▶ **Work to do**: Collect every line of the records that contains the word "brown", treating uppercase and lowercase letters as different.
<<<<
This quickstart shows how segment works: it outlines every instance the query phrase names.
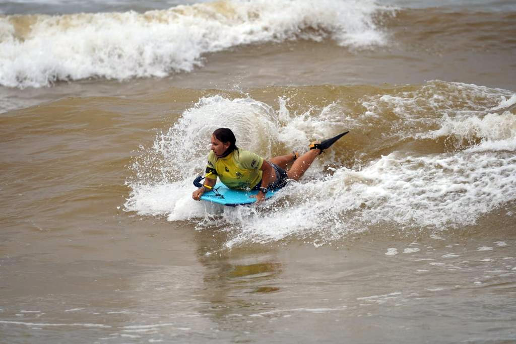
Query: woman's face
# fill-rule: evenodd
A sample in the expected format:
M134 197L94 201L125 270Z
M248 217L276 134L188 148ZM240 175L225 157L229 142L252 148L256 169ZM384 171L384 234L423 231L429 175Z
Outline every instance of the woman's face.
M231 144L229 142L222 142L217 139L214 135L212 135L212 150L216 156L222 156Z

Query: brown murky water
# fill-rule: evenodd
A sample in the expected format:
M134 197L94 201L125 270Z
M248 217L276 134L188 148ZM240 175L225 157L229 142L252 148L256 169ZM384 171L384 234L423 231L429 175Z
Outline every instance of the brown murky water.
M0 341L516 340L514 18L406 10L380 47L0 88ZM190 194L227 124L266 156L350 133L223 209Z

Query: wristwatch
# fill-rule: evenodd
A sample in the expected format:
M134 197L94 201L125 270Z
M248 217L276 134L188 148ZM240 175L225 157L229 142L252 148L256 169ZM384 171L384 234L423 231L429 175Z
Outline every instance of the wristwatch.
M260 188L260 190L263 192L264 194L265 194L269 191L269 189L267 188Z

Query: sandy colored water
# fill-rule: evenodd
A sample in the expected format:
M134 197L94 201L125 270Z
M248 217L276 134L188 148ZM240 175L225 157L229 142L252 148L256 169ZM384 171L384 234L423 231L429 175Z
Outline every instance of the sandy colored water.
M0 342L516 340L514 13L375 23L0 87ZM264 155L350 133L268 209L203 207L224 121Z

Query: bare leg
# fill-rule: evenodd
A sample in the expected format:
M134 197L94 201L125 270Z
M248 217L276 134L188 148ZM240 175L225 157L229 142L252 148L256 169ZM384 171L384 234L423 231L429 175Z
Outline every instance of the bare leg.
M287 166L294 161L294 158L293 154L287 154L286 155L275 156L273 158L271 158L269 161L273 163L276 163L283 169L286 170Z
M291 169L287 171L288 178L299 181L320 153L320 150L310 150L298 158L292 164Z

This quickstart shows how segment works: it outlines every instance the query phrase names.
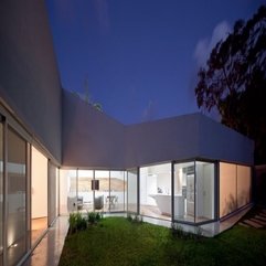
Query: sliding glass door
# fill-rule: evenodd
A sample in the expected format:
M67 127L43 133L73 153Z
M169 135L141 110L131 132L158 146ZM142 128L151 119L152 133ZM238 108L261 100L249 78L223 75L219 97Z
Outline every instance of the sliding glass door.
M3 264L3 125L0 123L0 265Z
M26 142L8 128L7 260L15 265L26 253Z

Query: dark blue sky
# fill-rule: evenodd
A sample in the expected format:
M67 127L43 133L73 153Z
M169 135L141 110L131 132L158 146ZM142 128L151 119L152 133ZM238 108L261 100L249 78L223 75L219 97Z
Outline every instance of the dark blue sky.
M196 72L263 0L46 0L62 86L124 124L198 111Z

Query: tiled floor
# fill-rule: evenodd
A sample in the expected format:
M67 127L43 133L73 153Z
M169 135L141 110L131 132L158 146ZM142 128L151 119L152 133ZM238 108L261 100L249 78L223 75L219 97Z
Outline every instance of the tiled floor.
M57 266L68 230L67 216L60 216L23 266Z

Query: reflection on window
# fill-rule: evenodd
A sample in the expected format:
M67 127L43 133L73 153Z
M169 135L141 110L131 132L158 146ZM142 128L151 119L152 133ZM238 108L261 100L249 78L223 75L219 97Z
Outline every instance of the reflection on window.
M251 202L249 167L220 162L220 217Z
M14 265L26 251L25 210L26 142L8 129L8 265Z
M214 219L214 163L195 162L196 222Z
M0 265L3 252L3 126L0 123Z
M194 162L174 164L174 219L194 222Z
M220 217L236 209L236 164L220 162Z
M128 170L127 172L127 211L137 213L137 196L138 196L138 171L137 169Z
M237 166L237 208L251 202L252 170L249 167Z
M110 195L106 199L111 212L125 211L125 172L110 171Z
M77 210L93 211L94 194L92 190L92 180L94 179L93 170L78 170L77 185Z
M140 214L170 220L171 163L140 168Z

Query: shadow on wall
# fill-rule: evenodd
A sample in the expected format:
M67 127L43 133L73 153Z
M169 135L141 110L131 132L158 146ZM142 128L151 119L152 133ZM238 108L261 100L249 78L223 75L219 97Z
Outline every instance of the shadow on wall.
M248 204L249 201L251 201L249 192L246 190L242 190L240 193L240 196L237 198L237 206L242 208L242 206Z
M237 209L236 199L232 194L230 194L228 200L225 199L225 206L222 211L222 216L227 215L228 213L235 211L236 209Z
M266 172L256 175L255 201L259 205L266 206Z

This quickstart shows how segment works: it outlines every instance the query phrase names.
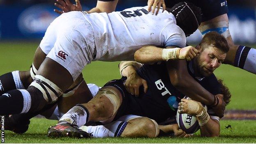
>>>>
▶ **Output below**:
Query: brown murky water
Outline every instance of the brown murky water.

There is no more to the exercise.